Provided data:
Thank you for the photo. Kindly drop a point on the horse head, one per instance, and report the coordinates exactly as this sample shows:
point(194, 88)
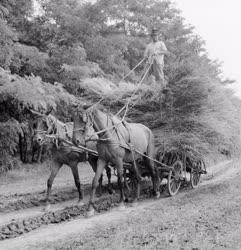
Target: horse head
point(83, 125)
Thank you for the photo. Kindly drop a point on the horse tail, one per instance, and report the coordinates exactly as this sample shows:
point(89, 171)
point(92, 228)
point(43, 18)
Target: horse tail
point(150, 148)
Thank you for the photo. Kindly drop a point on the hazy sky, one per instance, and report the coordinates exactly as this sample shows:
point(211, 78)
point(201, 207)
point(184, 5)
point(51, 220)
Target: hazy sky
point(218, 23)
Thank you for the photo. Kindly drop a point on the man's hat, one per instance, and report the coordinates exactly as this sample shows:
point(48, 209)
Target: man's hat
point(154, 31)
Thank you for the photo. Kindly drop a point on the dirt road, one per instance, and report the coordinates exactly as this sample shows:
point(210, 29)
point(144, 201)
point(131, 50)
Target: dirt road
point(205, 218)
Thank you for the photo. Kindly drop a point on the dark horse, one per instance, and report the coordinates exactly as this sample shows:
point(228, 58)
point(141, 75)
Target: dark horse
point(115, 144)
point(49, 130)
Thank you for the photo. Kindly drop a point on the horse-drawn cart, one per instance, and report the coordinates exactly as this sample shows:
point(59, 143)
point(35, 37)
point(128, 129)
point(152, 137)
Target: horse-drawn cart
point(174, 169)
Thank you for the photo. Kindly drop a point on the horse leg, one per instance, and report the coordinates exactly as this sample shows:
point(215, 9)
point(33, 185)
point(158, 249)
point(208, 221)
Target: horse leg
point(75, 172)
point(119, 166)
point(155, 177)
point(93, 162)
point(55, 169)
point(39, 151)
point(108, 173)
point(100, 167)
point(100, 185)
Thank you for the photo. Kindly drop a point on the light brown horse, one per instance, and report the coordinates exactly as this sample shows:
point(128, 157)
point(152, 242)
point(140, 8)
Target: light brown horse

Task prompt:
In the listing above, find the line with "Target: man's hat" and the line with "on the light", then print exactly those lines and every line between them.

Response to this task:
Target: man's hat
point(154, 31)
Thank you for the photo. Kindly drop a point on the dirt road, one per instance, and report the coordinates exactly as this sample shows:
point(210, 29)
point(144, 201)
point(131, 50)
Target: dirt road
point(205, 218)
Thank you for the photo. Kindly drop a point on the dark horse, one per instance, and report the coordinates exactly as this sample shows:
point(228, 58)
point(141, 75)
Target: dark horse
point(115, 144)
point(49, 130)
Thank you for the photo. Kindly drop a point on the horse-drawn cart, one per instance, and report the coordinates exactly as this sample shows:
point(59, 143)
point(35, 37)
point(128, 129)
point(152, 137)
Target: horse-drawn cart
point(174, 169)
Thank you for the photo. Kindly drop a point on the horse leg, one per instance, and report the coordinates exactly as this sample shows:
point(215, 9)
point(33, 185)
point(158, 249)
point(208, 221)
Target: horse leg
point(75, 172)
point(119, 166)
point(155, 177)
point(93, 162)
point(55, 169)
point(39, 151)
point(108, 173)
point(100, 167)
point(100, 185)
Thank you for the photo. Kindly drop a point on the light brown horse, one per instance, and report the coordinates exactly as this sample shows:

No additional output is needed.